> DIRECTIONS FOR THIS TASK: Render every line of the records below as a JSON list of strings, one string per line, skipping blank lines and leaving out the pictures.

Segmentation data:

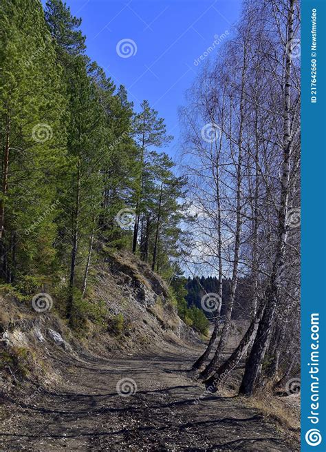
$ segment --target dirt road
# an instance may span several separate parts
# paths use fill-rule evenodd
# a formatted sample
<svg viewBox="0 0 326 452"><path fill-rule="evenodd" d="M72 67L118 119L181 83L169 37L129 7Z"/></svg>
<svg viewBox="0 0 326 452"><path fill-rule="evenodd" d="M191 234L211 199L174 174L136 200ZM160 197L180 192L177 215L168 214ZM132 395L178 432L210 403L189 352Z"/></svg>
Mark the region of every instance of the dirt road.
<svg viewBox="0 0 326 452"><path fill-rule="evenodd" d="M68 376L65 385L53 392L36 388L23 406L6 402L0 450L291 450L240 398L203 395L183 371L193 354L57 357Z"/></svg>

> TASK OUTPUT:
[
  "$ segment --target dirt road",
  "# an instance may span several separate parts",
  "# paths use fill-rule evenodd",
  "# a formatted sample",
  "<svg viewBox=\"0 0 326 452\"><path fill-rule=\"evenodd\" d=\"M72 67L118 119L181 83L169 37L129 7Z\"/></svg>",
  "<svg viewBox=\"0 0 326 452\"><path fill-rule=\"evenodd\" d=\"M191 234L211 199L174 174L136 200ZM160 197L180 192L177 215L168 214ZM132 395L178 432L210 403L189 352Z\"/></svg>",
  "Mark the region of every instance of the dirt road.",
  "<svg viewBox=\"0 0 326 452\"><path fill-rule=\"evenodd\" d=\"M68 376L65 385L53 392L36 388L23 406L6 402L0 450L291 450L240 398L203 395L183 371L193 354L57 357Z\"/></svg>"
]